» **Do this**: Identify each line in the material below that contains the string "wall", and copy those lines out. Case counts.

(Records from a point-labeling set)
◇ ◇ ◇

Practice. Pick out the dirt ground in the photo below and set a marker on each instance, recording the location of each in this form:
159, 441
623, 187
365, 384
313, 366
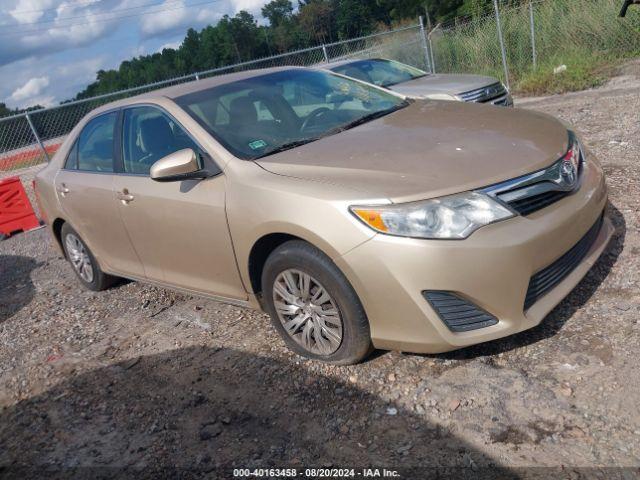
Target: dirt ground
144, 382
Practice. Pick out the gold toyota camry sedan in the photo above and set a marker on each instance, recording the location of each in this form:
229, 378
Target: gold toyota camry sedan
355, 217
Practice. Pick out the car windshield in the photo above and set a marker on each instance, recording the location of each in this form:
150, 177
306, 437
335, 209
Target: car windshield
383, 73
270, 113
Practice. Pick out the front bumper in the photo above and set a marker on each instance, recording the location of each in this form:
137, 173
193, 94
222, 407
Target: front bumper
491, 268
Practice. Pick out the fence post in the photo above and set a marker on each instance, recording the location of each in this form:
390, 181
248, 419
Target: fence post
433, 60
533, 36
423, 35
502, 48
35, 134
326, 55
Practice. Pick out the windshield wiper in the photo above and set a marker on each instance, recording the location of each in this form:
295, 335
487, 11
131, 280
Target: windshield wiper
355, 123
369, 117
287, 146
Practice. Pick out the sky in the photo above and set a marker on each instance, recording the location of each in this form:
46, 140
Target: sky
51, 49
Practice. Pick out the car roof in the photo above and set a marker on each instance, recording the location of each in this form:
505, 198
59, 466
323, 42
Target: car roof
176, 91
340, 63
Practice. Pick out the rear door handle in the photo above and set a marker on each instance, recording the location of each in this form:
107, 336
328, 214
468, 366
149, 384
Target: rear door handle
125, 196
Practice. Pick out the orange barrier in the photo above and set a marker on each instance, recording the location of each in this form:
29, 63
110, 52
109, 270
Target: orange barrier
26, 158
16, 212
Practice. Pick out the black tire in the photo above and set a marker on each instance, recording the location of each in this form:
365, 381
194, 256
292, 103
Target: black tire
299, 255
100, 281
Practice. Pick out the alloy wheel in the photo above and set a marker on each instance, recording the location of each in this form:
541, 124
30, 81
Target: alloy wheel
79, 257
307, 312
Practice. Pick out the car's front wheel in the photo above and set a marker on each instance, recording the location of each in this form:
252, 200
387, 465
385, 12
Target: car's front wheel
83, 262
313, 306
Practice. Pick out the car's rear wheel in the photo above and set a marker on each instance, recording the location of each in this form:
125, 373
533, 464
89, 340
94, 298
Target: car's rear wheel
83, 262
313, 306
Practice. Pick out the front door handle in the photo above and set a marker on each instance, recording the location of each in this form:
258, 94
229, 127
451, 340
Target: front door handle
125, 196
63, 190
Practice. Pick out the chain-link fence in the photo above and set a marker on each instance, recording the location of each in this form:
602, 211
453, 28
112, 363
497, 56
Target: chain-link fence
29, 140
512, 41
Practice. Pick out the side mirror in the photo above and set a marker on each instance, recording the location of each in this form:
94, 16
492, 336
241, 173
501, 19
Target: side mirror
181, 165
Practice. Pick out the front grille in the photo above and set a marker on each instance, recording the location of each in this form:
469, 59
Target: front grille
458, 315
485, 94
528, 194
547, 279
526, 206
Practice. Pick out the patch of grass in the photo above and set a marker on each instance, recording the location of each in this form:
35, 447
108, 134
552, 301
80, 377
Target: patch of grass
583, 72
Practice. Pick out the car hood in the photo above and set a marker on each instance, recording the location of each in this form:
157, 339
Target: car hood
428, 149
441, 83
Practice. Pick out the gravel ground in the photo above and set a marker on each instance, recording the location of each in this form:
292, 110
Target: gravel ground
139, 380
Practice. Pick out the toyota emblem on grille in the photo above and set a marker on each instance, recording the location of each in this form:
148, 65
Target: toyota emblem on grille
568, 173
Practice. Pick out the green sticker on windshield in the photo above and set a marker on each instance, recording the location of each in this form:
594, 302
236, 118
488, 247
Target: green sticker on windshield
257, 144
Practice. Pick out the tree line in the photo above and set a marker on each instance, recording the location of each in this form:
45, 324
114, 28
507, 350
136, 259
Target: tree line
240, 38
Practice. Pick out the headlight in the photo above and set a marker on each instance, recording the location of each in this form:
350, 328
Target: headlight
452, 217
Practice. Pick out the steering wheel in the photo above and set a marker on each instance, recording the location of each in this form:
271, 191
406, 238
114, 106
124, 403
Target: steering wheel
313, 116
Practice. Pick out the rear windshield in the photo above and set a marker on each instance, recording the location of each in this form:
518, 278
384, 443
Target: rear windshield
383, 73
263, 115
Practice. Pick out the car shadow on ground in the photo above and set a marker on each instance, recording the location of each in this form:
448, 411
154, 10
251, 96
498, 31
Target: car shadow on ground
16, 288
200, 412
557, 318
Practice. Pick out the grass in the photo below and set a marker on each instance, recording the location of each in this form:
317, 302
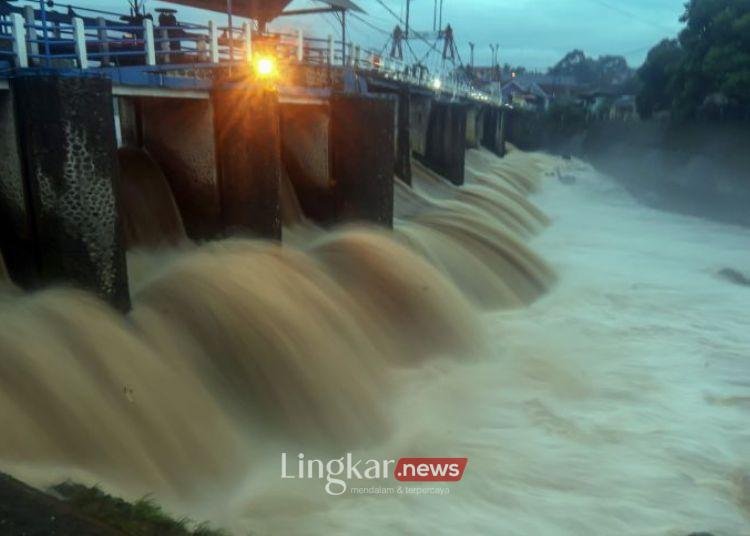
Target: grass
141, 518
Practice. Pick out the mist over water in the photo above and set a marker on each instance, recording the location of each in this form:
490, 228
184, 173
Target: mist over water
604, 396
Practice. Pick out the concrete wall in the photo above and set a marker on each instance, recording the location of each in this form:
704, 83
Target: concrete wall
179, 135
68, 152
248, 158
362, 159
446, 140
16, 234
340, 157
474, 126
419, 122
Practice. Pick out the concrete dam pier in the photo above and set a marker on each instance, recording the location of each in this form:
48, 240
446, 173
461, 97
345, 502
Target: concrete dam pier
339, 136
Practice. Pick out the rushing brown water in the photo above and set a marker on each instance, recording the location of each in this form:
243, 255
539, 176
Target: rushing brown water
236, 348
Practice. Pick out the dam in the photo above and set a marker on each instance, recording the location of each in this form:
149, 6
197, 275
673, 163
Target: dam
237, 261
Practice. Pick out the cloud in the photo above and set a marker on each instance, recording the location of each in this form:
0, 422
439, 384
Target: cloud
533, 33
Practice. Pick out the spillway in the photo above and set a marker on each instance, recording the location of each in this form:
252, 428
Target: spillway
571, 343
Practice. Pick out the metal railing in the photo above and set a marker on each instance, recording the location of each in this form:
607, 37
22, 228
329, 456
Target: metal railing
96, 42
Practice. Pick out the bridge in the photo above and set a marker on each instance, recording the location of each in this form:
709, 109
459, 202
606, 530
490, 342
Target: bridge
224, 110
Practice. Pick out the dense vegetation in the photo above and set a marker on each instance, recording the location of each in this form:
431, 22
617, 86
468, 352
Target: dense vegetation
141, 518
705, 72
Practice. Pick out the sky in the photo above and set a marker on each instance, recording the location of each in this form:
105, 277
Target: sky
532, 33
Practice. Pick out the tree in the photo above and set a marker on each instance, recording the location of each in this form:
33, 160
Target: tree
657, 77
709, 64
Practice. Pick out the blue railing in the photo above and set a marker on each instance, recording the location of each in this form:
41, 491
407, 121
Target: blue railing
85, 38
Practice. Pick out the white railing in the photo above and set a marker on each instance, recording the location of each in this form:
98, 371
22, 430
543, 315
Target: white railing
105, 43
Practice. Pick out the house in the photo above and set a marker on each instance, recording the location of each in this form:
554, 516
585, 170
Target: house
527, 95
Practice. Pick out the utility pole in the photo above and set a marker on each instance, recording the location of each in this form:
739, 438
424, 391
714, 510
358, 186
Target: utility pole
408, 6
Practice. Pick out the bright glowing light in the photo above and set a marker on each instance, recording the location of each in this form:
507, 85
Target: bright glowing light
265, 67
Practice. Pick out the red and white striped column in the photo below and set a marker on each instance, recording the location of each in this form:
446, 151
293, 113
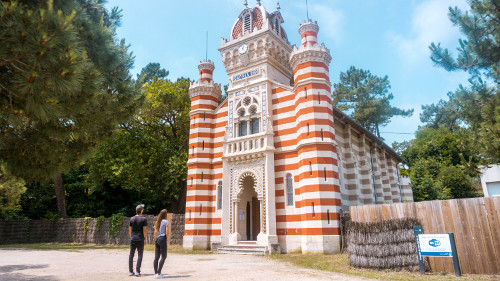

◇ ◇ ◇

» **Task response**:
Practice. Pick out the concrete wall in the photo above and set a marker on each instance, recording the location of each in this form:
Target: concrete wall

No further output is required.